▶ MATERIAL FOR THE TASK:
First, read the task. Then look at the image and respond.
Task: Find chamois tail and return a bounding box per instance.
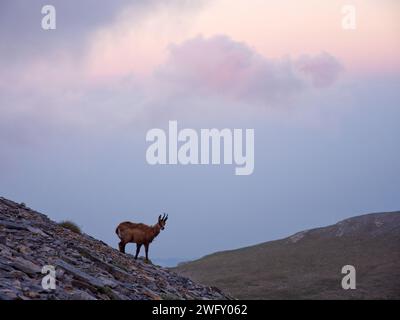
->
[115,225,121,238]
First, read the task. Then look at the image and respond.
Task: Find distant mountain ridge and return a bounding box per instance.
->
[174,211,400,299]
[288,212,400,240]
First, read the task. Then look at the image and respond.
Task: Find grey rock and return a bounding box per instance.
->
[27,226,49,237]
[98,276,119,288]
[56,259,105,289]
[0,219,28,231]
[70,290,97,300]
[10,256,41,276]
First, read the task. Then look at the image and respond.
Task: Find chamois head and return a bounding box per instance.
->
[158,213,168,230]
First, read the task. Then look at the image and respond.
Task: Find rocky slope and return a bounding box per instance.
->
[174,211,400,299]
[0,197,229,300]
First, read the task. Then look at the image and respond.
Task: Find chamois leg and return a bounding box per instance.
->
[135,244,142,259]
[144,243,150,262]
[118,241,126,254]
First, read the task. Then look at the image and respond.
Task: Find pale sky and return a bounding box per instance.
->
[0,0,399,265]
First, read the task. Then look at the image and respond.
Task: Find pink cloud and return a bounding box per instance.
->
[155,35,342,106]
[295,52,343,88]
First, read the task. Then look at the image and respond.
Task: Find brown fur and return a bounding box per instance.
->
[115,214,168,261]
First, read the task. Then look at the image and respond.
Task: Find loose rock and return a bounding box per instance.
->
[0,197,231,300]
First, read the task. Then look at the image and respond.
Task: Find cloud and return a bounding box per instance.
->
[0,11,344,153]
[0,0,132,61]
[84,0,208,79]
[295,52,343,88]
[154,35,342,107]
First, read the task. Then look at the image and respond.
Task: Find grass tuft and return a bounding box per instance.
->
[58,220,82,234]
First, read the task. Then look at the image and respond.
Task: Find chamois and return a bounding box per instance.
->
[115,213,168,261]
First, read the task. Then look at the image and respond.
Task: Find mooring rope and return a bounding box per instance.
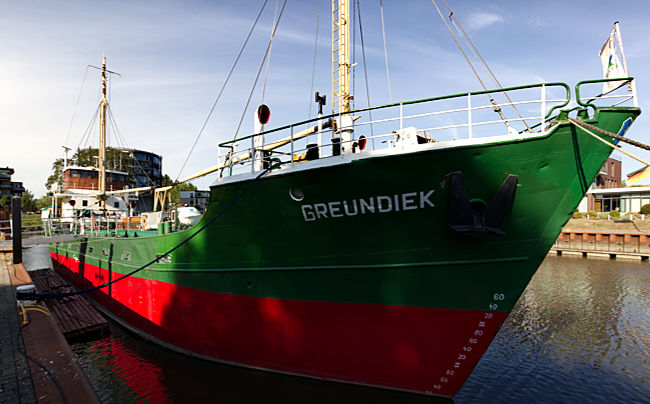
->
[567,117,650,151]
[567,117,650,167]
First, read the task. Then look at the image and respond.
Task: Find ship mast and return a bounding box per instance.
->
[332,0,353,154]
[89,57,120,208]
[332,0,351,114]
[98,57,108,204]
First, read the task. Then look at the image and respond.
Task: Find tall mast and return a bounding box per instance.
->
[332,0,351,114]
[89,57,120,207]
[332,0,354,154]
[98,57,108,202]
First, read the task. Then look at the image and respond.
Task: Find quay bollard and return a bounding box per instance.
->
[11,196,22,264]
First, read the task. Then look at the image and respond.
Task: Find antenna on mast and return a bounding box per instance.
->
[62,146,72,168]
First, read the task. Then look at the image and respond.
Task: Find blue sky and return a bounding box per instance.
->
[2,0,650,196]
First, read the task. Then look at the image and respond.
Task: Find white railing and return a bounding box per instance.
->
[576,77,638,109]
[0,217,75,239]
[218,82,569,177]
[0,214,144,243]
[218,79,636,178]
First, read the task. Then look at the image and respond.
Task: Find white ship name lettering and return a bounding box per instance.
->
[301,190,435,222]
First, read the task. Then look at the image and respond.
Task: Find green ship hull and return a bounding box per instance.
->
[50,86,640,396]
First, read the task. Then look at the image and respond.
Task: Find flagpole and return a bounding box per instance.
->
[613,22,629,75]
[613,21,638,106]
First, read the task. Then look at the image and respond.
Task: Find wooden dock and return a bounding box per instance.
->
[3,251,100,404]
[29,268,109,342]
[551,230,650,260]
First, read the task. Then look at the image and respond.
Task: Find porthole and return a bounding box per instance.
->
[289,187,304,202]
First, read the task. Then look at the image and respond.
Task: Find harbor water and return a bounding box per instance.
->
[71,255,649,403]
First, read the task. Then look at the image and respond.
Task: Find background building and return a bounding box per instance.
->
[180,190,210,212]
[52,147,163,213]
[0,167,25,197]
[577,155,650,213]
[577,156,622,212]
[128,149,163,189]
[125,149,163,212]
[587,186,650,213]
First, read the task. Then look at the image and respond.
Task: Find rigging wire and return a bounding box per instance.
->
[107,105,157,187]
[379,0,392,103]
[78,105,101,152]
[174,0,270,182]
[308,0,322,119]
[261,0,280,104]
[231,0,288,143]
[65,66,90,147]
[356,0,375,149]
[441,0,532,132]
[430,0,513,131]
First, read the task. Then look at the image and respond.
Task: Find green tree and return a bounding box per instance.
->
[35,195,52,211]
[21,190,38,212]
[45,158,64,191]
[0,196,9,210]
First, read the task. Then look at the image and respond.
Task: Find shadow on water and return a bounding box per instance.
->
[73,320,451,404]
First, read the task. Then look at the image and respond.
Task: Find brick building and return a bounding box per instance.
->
[586,156,621,211]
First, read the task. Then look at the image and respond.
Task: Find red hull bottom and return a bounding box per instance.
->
[51,251,507,397]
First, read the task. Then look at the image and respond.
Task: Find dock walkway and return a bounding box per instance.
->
[0,252,36,403]
[1,250,99,404]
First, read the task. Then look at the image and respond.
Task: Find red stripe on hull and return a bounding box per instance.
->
[51,251,507,397]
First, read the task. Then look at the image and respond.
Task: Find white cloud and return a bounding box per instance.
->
[528,18,546,28]
[466,12,504,31]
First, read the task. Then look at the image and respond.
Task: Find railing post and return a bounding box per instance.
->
[251,135,255,174]
[467,93,472,139]
[217,146,221,178]
[399,103,403,132]
[541,84,546,132]
[631,79,639,107]
[290,125,294,165]
[11,196,22,264]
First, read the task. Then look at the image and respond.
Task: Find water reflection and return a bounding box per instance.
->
[73,255,649,403]
[72,322,451,403]
[456,255,650,403]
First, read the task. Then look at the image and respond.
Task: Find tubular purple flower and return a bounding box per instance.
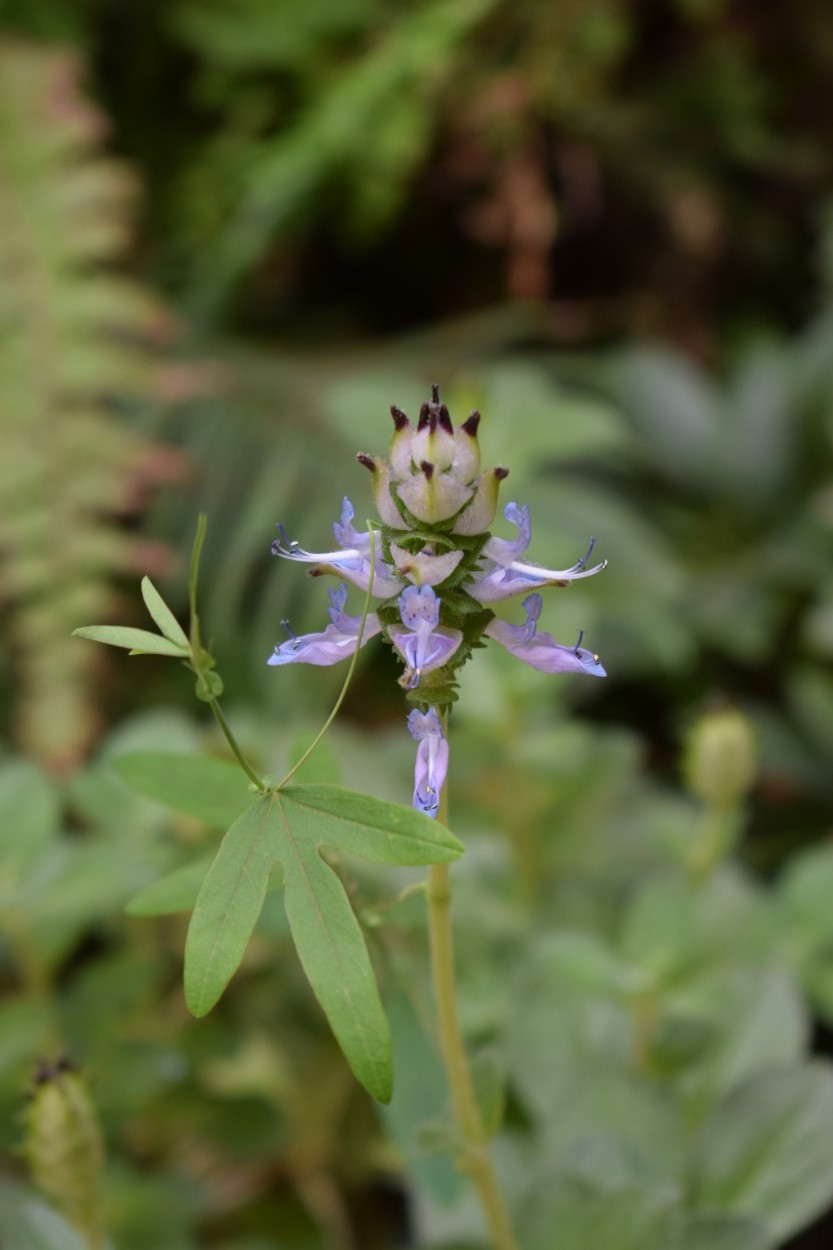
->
[272,498,403,598]
[407,707,449,817]
[467,501,607,603]
[389,585,463,690]
[485,593,606,677]
[267,583,381,667]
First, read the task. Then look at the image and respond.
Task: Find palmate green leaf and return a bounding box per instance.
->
[691,1063,833,1241]
[140,577,190,648]
[184,784,463,1102]
[113,751,256,828]
[72,625,188,658]
[127,852,285,916]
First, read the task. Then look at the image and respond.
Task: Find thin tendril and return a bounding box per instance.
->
[276,521,377,789]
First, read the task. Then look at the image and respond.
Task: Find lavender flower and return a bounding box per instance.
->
[485,593,606,677]
[268,385,608,817]
[408,708,449,816]
[388,585,463,690]
[267,583,381,667]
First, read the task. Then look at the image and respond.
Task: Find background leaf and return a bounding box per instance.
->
[113,751,257,827]
[691,1063,833,1241]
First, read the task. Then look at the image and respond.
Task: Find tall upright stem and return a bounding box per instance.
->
[426,717,519,1250]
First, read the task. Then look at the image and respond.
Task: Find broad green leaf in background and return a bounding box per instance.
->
[0,759,59,885]
[0,1180,90,1250]
[519,1175,681,1250]
[126,854,216,916]
[114,751,257,828]
[72,625,189,658]
[184,784,463,1102]
[691,1063,833,1241]
[680,1213,774,1250]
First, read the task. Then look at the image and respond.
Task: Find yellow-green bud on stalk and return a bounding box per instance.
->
[22,1059,106,1249]
[683,706,758,811]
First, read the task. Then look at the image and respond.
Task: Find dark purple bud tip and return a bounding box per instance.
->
[495,466,509,480]
[420,460,435,480]
[357,452,376,472]
[431,383,440,405]
[461,411,481,437]
[438,403,453,435]
[390,404,409,430]
[417,401,430,431]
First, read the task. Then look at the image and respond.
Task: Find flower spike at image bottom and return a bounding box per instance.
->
[268,384,607,1250]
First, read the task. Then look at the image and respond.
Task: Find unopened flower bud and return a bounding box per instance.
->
[22,1060,106,1245]
[683,707,757,809]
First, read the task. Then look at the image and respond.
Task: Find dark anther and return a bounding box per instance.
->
[357,453,376,472]
[495,466,509,480]
[461,410,481,437]
[420,460,435,480]
[390,404,409,430]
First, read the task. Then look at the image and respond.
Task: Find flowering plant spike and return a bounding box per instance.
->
[270,385,607,819]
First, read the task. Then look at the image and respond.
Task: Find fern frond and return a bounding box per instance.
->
[0,40,180,768]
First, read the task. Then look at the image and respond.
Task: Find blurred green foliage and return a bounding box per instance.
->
[3,0,833,1245]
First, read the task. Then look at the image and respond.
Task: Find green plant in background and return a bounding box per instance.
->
[0,40,181,769]
[39,391,833,1248]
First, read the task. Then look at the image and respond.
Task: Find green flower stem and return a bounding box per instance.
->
[207,697,268,793]
[426,719,518,1250]
[277,520,377,790]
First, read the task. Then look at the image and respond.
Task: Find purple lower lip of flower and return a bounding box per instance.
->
[484,593,606,677]
[407,707,449,817]
[389,585,463,689]
[267,582,381,667]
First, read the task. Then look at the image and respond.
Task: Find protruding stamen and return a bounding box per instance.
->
[280,619,302,650]
[574,629,585,653]
[573,537,596,572]
[272,522,300,556]
[431,383,440,405]
[390,404,409,430]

▶ EXERCISE GOAL:
Would you show each line of the listing above that has the string "water"?

▶ EXERCISE OUTPUT:
Task: Find harbor water and return a bounding box per instance.
Task: Find shadow on water and return a bounding box per instance.
Task: Find water reflection and return a bounding box per instance.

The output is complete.